▸ **ABOUT THIS TASK**: Transcribe the stretch of the essay on what people want below from "All our wants" through "at the brain.", keeping every word, spelling and mark unchanged.

What People Want.

WHAT, do you WANT?!?!?!  No seriously, what do you want?

There is a range of wants (see definitions section).  At one end are those that are primarily biological (needs) and at the other are those that are taught (desires).  The biological needs are those that are include eating, sleeping, living, emotional, etc.  As one starts crossing the spectrum toward learning, there are sexual wants, and that progresses to cultural and then to various abstract wants.  These abstract needs could be a need for power, money, style, learning, etc.  I call these desires.  Many desires are  just derivatives of the physical needs.  The extent they are rooted to needs varies.  

Okay, so you have to sources of wanting something.  We have the needs and desires.  One of these is usually dominant.  Most needs directly pleasure the brain no matter what.  So you can some good food, or have fun with friends, or have some good sex, and that feels good.  You don't really have to learn that it does.  There is some social effects on all these areas of course.  For example, the preferences of the previous examples, like if you prefer the taste of a hamburger to fried beetles, are partially dependent on the culture one grows up in.  But for the most part, many of these needs are natural and completely genetically derived.  

Okay, what about the desires?  The want that you are taught.  Those are important as well.  But the truth is.  Really look at these desires, and understand what they come from.  Why does someone want that SUV?  Probably because he was convinced that it is a cool car, and that will make him feel powerful and maybe more popular.  Those areas tap into your needs.  Feeling powerful taps into feeling and can lead to being more popular with opposite sex.  Being popular eventually leads to meeting more people and eventually getting better limbic regulation.  Both these areas are directly leading into expressing themselves as needs.

So what unifies needs and desires?  The answer is that both are used as guides to help us find out what makes us happy.  Happiness being a state of contentment or pleasure.  This is where everything is in relative balance.  So then the goal of wants to tell you want makes you happy.

What does this mean?

All our wants are geared to guide us to happiness.  So were does this definition of happiness come from.  Desires are derived from needs.   Needs are biological directives of what we want.  Well if it's biological, then we have to look at the brain. 

This is because it's the brain that in charge of making us feel pleasurable.  The brain runs on biological processes So, want you find pleasurable must eventually manifest itself in some biological form.  It's the brain that must interpret want you do in the outside world as pleasurable experiences.  This depends on the brains neural networks.

The structure of the brain is neural networks.  Once again, there are two sources of these neural networks.  The genetic and environmental.  The genetic part derives from how the neural network was structured (from the point of your conception) and how it grows.  This is dependent on our your DNA.  How it encodes proteins, how those proteins affect your mind.  For example, say there is a person whose DNA controls their body to release endorphins only in high risk situations.  Well, in order to have to biological pleasure of those endorphins, this person will probably develop a need to engage in risky behavior to get that endorphin rush.  This could manifest in our world by through the choice of careers or hobbies or other behaviors.  In present American society, that would be like anything from CIA Agent to bank thief.  Or the person might like to skydive.

▸ **PROVIDED INFORMATION**:
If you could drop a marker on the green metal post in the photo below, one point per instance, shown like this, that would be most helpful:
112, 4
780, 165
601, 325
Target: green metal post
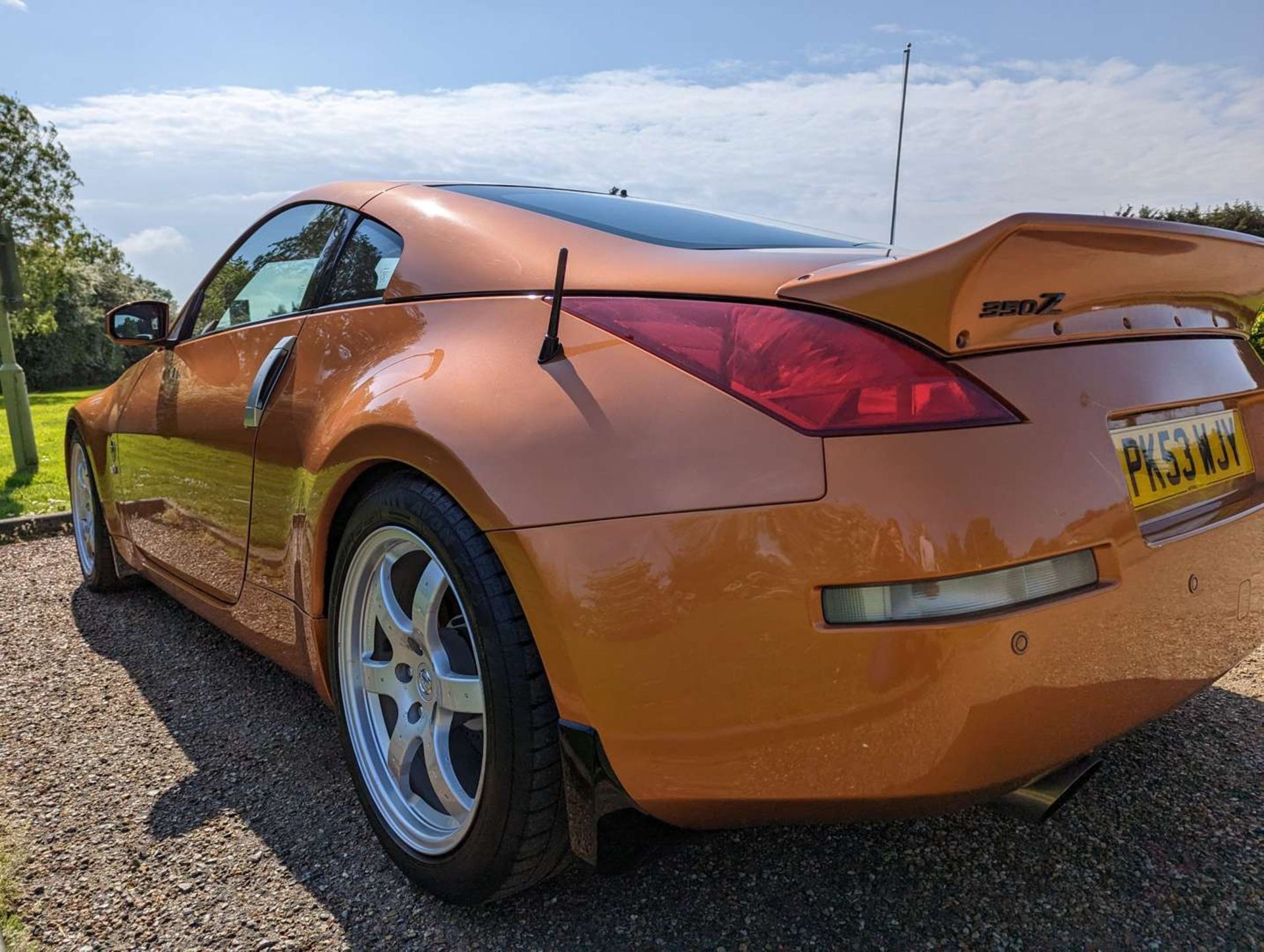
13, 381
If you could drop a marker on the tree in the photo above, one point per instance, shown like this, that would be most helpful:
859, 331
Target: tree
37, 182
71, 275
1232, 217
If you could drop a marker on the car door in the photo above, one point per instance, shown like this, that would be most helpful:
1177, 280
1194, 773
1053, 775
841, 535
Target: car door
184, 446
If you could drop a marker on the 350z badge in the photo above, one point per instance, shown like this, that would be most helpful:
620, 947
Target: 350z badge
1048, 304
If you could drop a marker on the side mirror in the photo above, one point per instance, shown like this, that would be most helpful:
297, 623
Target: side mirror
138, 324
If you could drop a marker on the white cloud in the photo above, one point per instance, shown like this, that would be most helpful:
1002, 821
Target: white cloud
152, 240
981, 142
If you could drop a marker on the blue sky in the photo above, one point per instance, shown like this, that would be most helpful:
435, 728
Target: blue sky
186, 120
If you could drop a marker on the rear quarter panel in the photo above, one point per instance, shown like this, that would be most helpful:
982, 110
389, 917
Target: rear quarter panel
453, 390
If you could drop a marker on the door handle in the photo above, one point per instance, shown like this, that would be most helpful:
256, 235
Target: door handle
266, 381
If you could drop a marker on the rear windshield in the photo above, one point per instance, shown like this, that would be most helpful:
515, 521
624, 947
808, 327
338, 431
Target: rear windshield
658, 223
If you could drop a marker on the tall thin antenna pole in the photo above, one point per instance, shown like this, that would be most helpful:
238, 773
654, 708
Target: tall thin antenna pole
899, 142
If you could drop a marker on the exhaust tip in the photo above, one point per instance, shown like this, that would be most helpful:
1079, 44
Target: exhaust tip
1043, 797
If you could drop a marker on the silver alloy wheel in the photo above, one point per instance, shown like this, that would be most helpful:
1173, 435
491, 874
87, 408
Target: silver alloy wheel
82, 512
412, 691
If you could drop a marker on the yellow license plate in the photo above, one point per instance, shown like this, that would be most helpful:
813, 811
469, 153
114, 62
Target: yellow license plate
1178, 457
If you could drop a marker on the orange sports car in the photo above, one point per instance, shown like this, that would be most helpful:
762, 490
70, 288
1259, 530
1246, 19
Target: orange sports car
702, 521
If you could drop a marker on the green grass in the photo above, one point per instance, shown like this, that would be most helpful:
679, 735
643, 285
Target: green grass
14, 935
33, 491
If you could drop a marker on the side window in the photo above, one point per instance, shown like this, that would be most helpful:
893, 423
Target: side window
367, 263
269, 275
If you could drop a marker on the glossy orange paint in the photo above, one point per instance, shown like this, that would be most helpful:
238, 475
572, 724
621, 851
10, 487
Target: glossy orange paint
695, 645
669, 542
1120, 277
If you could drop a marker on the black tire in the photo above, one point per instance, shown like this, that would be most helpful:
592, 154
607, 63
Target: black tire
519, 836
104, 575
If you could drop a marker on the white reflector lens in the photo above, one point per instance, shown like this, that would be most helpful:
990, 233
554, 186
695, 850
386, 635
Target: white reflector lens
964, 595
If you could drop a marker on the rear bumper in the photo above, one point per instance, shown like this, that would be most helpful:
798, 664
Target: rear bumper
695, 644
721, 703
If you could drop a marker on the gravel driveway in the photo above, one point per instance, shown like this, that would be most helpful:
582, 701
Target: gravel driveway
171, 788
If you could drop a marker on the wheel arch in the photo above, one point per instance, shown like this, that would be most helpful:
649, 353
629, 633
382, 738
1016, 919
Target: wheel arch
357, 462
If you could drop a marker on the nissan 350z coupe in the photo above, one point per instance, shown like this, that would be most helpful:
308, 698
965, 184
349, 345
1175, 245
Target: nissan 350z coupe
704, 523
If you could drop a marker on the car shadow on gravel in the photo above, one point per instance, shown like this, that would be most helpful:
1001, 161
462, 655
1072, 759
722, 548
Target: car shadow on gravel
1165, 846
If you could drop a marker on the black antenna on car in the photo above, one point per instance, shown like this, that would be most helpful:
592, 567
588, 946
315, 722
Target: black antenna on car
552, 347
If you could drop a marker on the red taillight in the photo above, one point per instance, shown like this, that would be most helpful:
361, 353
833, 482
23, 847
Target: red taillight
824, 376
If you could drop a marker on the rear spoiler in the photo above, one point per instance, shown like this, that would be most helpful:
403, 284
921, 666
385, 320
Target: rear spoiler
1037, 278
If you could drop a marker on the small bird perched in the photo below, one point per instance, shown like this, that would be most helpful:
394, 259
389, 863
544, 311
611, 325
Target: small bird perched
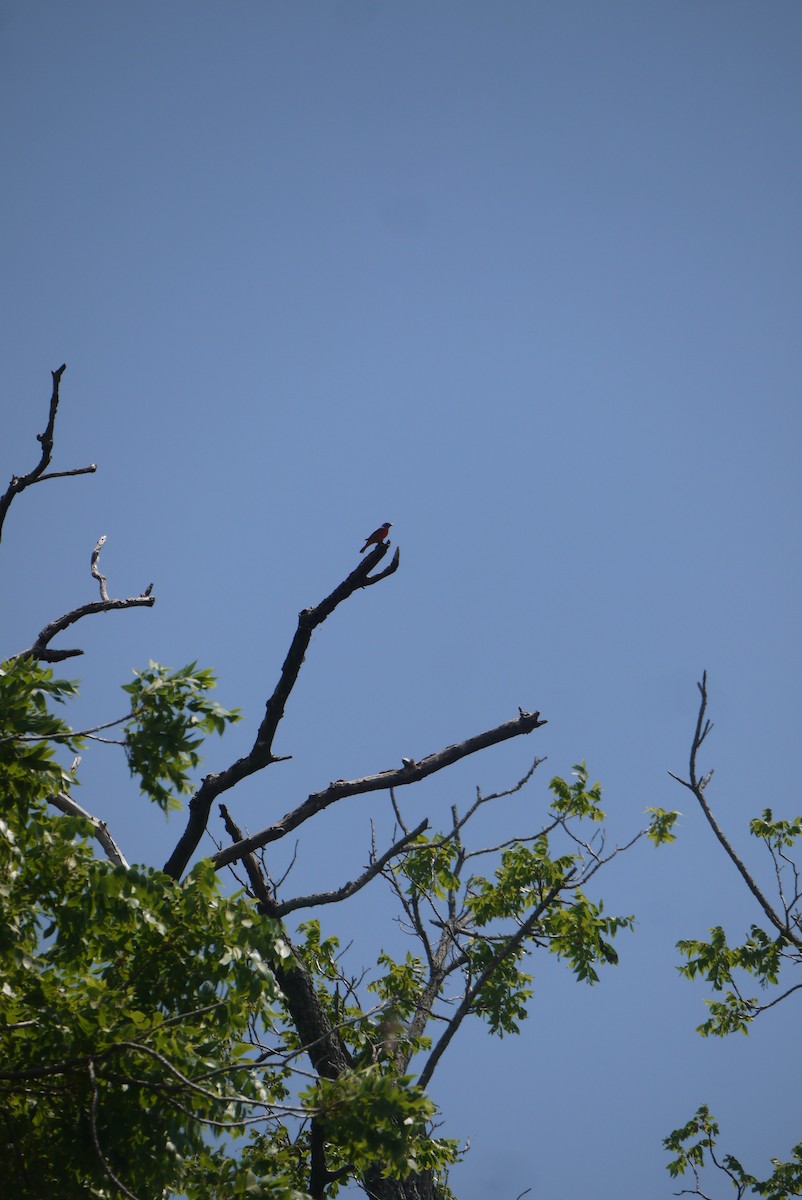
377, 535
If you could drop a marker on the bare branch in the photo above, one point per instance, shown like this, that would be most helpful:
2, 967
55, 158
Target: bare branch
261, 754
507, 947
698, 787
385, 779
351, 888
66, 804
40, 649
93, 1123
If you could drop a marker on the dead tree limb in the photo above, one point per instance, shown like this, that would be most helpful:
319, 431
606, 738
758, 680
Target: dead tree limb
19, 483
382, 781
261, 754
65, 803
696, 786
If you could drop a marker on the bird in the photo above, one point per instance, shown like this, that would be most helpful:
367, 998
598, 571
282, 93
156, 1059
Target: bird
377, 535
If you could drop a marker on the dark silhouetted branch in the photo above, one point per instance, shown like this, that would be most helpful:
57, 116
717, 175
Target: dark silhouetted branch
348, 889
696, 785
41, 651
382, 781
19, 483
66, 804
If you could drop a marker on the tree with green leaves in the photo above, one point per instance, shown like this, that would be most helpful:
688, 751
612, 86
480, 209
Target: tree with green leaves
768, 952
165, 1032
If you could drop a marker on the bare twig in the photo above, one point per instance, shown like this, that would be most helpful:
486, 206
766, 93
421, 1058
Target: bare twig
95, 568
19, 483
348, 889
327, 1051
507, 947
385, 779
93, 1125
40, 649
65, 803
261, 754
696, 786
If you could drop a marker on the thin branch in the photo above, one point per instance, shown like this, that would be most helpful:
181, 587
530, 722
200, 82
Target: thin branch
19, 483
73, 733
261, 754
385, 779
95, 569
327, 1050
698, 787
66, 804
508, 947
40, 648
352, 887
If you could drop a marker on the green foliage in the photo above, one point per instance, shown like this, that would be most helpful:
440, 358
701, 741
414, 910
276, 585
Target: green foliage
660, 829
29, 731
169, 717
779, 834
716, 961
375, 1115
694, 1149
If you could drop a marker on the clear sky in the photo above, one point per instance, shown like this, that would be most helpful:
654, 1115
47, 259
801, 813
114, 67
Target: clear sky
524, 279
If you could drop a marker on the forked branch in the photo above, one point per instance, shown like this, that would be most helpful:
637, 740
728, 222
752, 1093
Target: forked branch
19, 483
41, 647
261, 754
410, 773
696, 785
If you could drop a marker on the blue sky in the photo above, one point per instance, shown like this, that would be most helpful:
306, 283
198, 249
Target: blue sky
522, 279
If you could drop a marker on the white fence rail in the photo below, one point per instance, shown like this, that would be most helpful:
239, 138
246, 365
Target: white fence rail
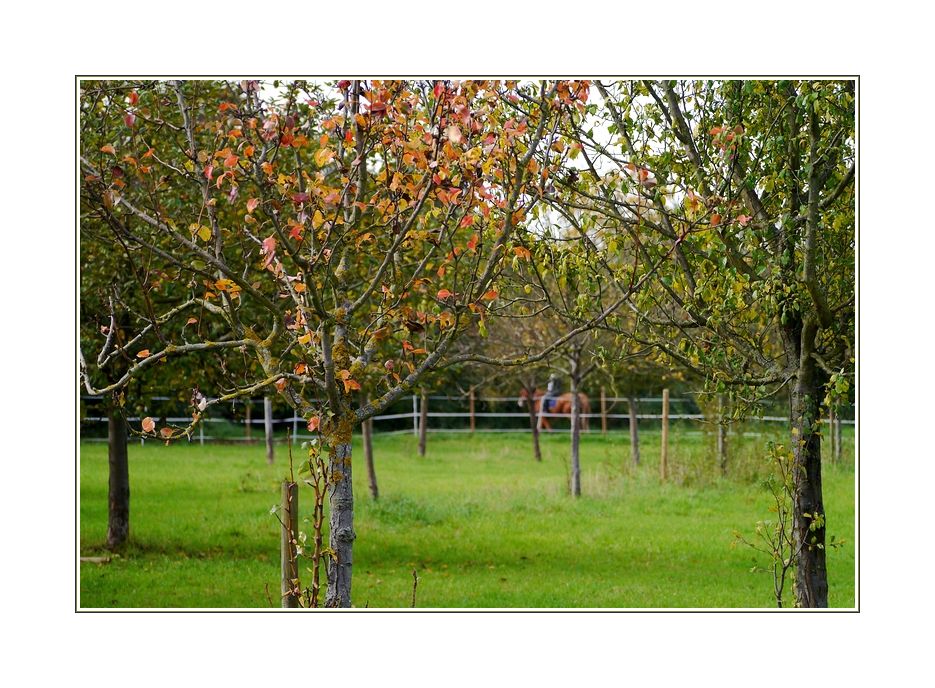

▸ **THE ANSWER**:
All our wants are geared to guide us to happiness.  So were does this definition of happiness come from.  Desires are derived from needs.   Needs are biological directives of what we want.  Well if it's biological, then we have to look at the brain.